• Exercise details: Using the entries below, copy out all lines where "wooden" is found.

-------- Records shown

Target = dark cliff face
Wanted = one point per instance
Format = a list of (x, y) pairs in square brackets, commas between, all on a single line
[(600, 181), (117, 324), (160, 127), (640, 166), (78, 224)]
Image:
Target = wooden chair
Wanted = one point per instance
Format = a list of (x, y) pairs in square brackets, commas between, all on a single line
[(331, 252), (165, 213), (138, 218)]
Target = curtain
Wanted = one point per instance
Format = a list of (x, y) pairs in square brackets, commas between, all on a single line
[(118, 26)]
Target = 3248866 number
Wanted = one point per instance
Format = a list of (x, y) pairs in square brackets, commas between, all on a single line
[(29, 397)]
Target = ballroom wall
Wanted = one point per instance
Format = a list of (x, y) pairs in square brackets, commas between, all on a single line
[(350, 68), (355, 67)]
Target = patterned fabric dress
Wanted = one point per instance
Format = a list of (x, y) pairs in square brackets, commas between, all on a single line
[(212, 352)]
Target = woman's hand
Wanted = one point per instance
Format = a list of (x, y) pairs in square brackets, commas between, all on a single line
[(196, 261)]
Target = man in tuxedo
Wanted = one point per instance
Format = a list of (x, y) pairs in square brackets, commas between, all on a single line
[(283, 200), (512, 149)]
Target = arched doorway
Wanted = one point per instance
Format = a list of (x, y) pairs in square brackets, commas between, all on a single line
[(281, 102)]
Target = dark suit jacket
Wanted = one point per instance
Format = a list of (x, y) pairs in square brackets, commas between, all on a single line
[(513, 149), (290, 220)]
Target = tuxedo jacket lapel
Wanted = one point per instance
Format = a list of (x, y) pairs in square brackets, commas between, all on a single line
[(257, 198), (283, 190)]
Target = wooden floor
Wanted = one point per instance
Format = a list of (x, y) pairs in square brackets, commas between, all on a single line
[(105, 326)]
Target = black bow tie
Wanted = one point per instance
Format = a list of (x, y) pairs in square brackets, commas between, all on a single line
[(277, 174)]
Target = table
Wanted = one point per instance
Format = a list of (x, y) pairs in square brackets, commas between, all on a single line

----------------

• Reply to the exercise:
Target = wooden chair
Target = wooden floor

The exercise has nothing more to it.